> Problem:
Reproduce every line of the records below verbatim, character for character.

Items stored from a collection:
○ ○ ○ ○

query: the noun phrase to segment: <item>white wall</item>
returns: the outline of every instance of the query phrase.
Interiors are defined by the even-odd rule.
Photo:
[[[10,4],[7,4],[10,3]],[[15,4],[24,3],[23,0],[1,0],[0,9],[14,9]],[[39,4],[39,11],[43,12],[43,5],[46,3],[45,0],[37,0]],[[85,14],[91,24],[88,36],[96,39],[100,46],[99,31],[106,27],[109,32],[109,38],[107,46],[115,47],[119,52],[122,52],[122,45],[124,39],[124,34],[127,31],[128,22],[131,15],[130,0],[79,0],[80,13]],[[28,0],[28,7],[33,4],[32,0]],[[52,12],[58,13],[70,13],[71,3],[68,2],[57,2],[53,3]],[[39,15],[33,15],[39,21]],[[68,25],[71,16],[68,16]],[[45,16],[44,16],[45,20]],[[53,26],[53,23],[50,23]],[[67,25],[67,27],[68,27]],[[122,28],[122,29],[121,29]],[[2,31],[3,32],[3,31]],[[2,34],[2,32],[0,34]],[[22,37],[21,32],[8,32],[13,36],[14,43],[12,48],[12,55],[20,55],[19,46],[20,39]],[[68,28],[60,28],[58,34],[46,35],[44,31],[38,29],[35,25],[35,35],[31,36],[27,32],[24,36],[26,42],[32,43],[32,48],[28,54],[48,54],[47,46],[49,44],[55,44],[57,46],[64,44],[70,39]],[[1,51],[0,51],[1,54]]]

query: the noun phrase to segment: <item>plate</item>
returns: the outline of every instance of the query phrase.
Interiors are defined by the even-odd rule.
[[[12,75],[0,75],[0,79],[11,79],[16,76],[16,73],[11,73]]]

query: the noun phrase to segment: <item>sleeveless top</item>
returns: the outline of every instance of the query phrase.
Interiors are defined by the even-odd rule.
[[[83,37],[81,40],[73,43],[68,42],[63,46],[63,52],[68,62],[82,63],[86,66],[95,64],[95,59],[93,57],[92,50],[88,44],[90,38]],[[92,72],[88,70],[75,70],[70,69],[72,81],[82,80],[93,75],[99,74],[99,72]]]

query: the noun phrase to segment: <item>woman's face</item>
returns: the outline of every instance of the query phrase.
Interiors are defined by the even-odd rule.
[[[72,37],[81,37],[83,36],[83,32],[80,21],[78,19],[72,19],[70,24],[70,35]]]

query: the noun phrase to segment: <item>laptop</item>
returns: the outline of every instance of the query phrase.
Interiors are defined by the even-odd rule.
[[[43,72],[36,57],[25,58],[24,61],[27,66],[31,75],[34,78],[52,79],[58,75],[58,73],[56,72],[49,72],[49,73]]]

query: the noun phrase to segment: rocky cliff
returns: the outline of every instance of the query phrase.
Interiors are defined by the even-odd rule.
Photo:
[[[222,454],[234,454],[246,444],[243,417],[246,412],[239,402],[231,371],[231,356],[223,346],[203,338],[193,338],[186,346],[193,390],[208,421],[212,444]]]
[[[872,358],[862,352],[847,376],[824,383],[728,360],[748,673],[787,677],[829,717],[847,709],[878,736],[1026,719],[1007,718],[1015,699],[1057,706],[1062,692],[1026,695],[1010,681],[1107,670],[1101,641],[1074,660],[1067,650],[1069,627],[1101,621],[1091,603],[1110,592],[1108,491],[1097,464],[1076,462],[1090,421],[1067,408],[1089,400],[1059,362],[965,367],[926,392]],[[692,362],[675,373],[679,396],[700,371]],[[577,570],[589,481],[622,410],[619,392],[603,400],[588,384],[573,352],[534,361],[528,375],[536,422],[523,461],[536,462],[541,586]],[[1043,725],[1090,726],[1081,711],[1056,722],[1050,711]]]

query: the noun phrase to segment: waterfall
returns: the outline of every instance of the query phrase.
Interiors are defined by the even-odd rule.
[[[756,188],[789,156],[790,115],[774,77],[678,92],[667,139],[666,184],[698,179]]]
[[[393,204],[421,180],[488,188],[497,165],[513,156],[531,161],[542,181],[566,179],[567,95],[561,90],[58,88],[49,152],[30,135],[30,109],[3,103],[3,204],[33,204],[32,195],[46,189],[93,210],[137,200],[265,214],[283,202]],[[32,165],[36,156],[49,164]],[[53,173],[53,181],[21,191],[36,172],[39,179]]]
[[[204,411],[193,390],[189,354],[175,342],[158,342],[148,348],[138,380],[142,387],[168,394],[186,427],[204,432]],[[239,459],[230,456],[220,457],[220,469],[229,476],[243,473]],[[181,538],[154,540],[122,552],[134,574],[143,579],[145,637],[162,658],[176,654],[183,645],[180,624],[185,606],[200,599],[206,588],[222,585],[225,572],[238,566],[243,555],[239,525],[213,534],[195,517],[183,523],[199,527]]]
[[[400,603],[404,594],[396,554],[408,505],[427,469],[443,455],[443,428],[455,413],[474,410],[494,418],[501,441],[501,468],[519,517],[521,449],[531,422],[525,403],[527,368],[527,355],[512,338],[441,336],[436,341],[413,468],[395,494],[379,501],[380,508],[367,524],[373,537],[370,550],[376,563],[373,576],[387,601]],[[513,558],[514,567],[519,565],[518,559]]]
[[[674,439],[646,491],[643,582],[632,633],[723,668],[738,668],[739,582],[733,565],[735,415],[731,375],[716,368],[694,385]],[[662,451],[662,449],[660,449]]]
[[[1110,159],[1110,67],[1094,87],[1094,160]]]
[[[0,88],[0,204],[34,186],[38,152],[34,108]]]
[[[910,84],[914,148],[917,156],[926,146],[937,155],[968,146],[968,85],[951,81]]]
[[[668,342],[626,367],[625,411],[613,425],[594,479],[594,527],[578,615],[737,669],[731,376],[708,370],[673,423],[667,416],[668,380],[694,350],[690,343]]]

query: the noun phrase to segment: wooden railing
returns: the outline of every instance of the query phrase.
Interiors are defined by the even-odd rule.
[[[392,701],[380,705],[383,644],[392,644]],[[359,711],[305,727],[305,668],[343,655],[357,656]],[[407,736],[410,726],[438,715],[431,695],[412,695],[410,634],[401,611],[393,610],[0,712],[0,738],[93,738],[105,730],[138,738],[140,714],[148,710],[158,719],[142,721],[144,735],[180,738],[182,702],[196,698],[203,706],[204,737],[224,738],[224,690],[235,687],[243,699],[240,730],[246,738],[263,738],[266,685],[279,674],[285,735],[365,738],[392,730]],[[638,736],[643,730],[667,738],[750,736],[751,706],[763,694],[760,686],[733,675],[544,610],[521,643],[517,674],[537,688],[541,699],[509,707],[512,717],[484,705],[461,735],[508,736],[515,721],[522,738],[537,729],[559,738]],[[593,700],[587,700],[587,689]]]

○ ○ ○ ○

> Task response:
query: the noun phrase to segment: <item>white wall</item>
returns: the outline of every instance of the query phrase.
Interiors are defined by the even-odd rule.
Photo:
[[[10,4],[7,4],[10,3]],[[15,4],[24,3],[23,0],[1,0],[0,9],[14,9]],[[39,4],[39,11],[43,12],[43,5],[46,3],[45,0],[37,0]],[[85,14],[91,24],[88,36],[96,39],[100,46],[99,31],[106,27],[109,32],[109,38],[107,46],[115,47],[119,52],[122,52],[122,45],[124,39],[124,34],[127,31],[128,22],[131,15],[130,0],[79,0],[80,13]],[[28,0],[28,7],[33,4],[32,0]],[[52,12],[58,13],[70,13],[71,3],[68,2],[57,2],[53,3]],[[39,15],[33,15],[39,21]],[[68,25],[71,16],[68,16]],[[45,16],[44,16],[45,20]],[[53,26],[53,23],[50,23]],[[67,25],[67,27],[68,27]],[[122,28],[122,29],[121,29]],[[2,31],[3,32],[3,31]],[[2,34],[2,32],[0,34]],[[22,37],[21,32],[8,32],[13,36],[14,43],[12,48],[12,55],[20,55],[19,46],[20,39]],[[68,28],[60,28],[58,34],[46,35],[44,31],[38,29],[35,25],[35,35],[31,36],[27,32],[24,36],[26,42],[32,43],[32,48],[28,54],[48,54],[47,46],[49,44],[55,44],[57,46],[64,44],[70,39]],[[1,51],[0,51],[1,54]]]

query: the noun phrase to segment: <item>plate</item>
returns: the outline of every instance of the query phrase.
Interiors are defined by the even-odd rule.
[[[12,75],[0,75],[0,79],[11,79],[16,76],[16,73],[11,73]]]

query: the noun phrase to segment: <item>sleeveless top</item>
returns: the outline of every instance of the query phrase.
Interiors are defined by the even-odd rule.
[[[83,37],[81,40],[73,43],[68,42],[63,46],[63,52],[68,62],[82,63],[86,66],[95,64],[95,59],[93,57],[92,50],[88,44],[90,38]],[[92,72],[88,70],[75,70],[70,69],[72,81],[82,80],[93,75],[99,74],[99,72]]]

query: the noun phrase to segment: <item>woman's face</item>
returns: the outline of every instance of the query phrase.
Interiors are defined by the even-odd rule.
[[[72,37],[81,37],[83,36],[83,32],[80,21],[78,19],[72,19],[70,24],[70,35]]]

query: the noun phrase to segment: <item>laptop</item>
returns: the outline of every instance of the query phrase.
Interiors are defined by the even-odd rule.
[[[43,72],[36,57],[25,58],[24,61],[27,66],[31,75],[34,78],[52,79],[58,75],[58,73],[56,72],[49,72],[49,73]]]

query: the noun phrase to segment: rocky cliff
returns: the outline of every instance of the query phrase.
Interiors are defined by the even-odd rule.
Photo:
[[[222,454],[234,454],[246,444],[243,417],[246,412],[239,402],[231,371],[231,356],[223,346],[203,338],[193,338],[186,346],[193,390],[208,421],[212,444]]]
[[[872,358],[862,352],[847,376],[824,383],[728,360],[748,673],[787,677],[829,717],[847,709],[878,736],[1026,719],[1007,718],[1015,699],[1057,706],[1062,692],[1026,695],[1010,681],[1107,670],[1101,641],[1074,660],[1067,650],[1069,627],[1101,621],[1091,603],[1110,592],[1108,491],[1097,464],[1076,462],[1090,421],[1067,408],[1089,400],[1059,362],[965,367],[926,392]],[[692,362],[675,373],[679,396],[700,371]],[[577,570],[589,481],[622,410],[619,392],[603,400],[588,384],[573,352],[534,361],[528,375],[536,422],[523,461],[536,462],[541,586]],[[1043,725],[1090,726],[1081,711],[1056,722],[1050,711]]]

query: the noun phrase to segment: waterfall
returns: the outline of every instance of the query phrase.
Interiors are defined by the even-odd rule.
[[[756,188],[789,156],[790,115],[774,77],[678,92],[667,139],[666,184],[698,179]]]
[[[393,204],[421,180],[488,188],[497,165],[513,156],[531,161],[542,181],[566,179],[567,95],[561,90],[58,88],[49,152],[30,135],[30,109],[3,103],[3,204],[33,204],[32,195],[46,189],[93,210],[137,200],[265,214],[283,202]],[[32,165],[36,156],[49,164]],[[53,173],[53,181],[21,191],[36,172],[39,179]]]
[[[204,411],[193,390],[189,354],[175,342],[158,342],[148,348],[138,380],[142,387],[168,394],[186,427],[204,432]],[[239,459],[230,456],[220,457],[220,469],[229,476],[243,473]],[[181,538],[154,540],[122,552],[134,574],[143,579],[145,637],[162,658],[176,654],[183,645],[180,624],[185,606],[200,599],[206,588],[222,585],[225,572],[238,566],[243,555],[239,525],[213,534],[195,517],[183,523],[199,527]]]
[[[400,603],[404,594],[396,554],[408,505],[427,469],[443,455],[443,428],[455,413],[474,410],[494,418],[501,441],[501,468],[519,517],[521,449],[531,422],[525,403],[527,368],[527,355],[512,338],[441,336],[436,341],[413,468],[395,494],[379,501],[380,508],[367,524],[373,537],[370,550],[376,563],[373,576],[387,601]],[[513,558],[514,567],[519,565],[518,559]]]
[[[674,439],[646,491],[643,582],[632,633],[723,668],[738,668],[739,582],[733,565],[735,415],[731,375],[716,368],[694,385]],[[662,451],[662,449],[660,449]]]
[[[1110,159],[1110,67],[1094,87],[1094,160]]]
[[[0,88],[0,204],[34,186],[38,152],[34,108]]]
[[[910,84],[914,148],[917,156],[926,146],[937,155],[968,146],[968,85],[951,81]]]
[[[668,342],[626,367],[625,411],[613,425],[594,479],[594,527],[578,615],[737,669],[731,376],[708,370],[673,423],[667,416],[668,380],[694,350],[690,343]]]

query: the noun phrase to segment: wooden railing
returns: the outline of every instance of the query phrase.
Interiors are defined by the even-odd rule.
[[[392,701],[380,705],[383,644],[392,644]],[[359,711],[305,727],[305,668],[343,655],[357,656]],[[407,736],[410,726],[438,715],[431,695],[412,695],[410,634],[401,611],[393,610],[0,712],[0,738],[93,738],[105,730],[138,738],[140,714],[148,710],[158,719],[142,721],[144,735],[180,738],[182,702],[196,698],[203,706],[204,737],[224,738],[224,690],[235,687],[243,699],[240,730],[246,738],[263,738],[266,685],[279,674],[285,735],[365,738],[392,730]],[[638,736],[643,730],[667,738],[750,736],[751,706],[763,694],[760,686],[733,675],[544,610],[521,643],[517,674],[537,688],[541,699],[509,707],[512,717],[484,705],[461,735],[508,736],[515,721],[522,738],[537,729],[559,738]],[[593,700],[587,700],[587,689]]]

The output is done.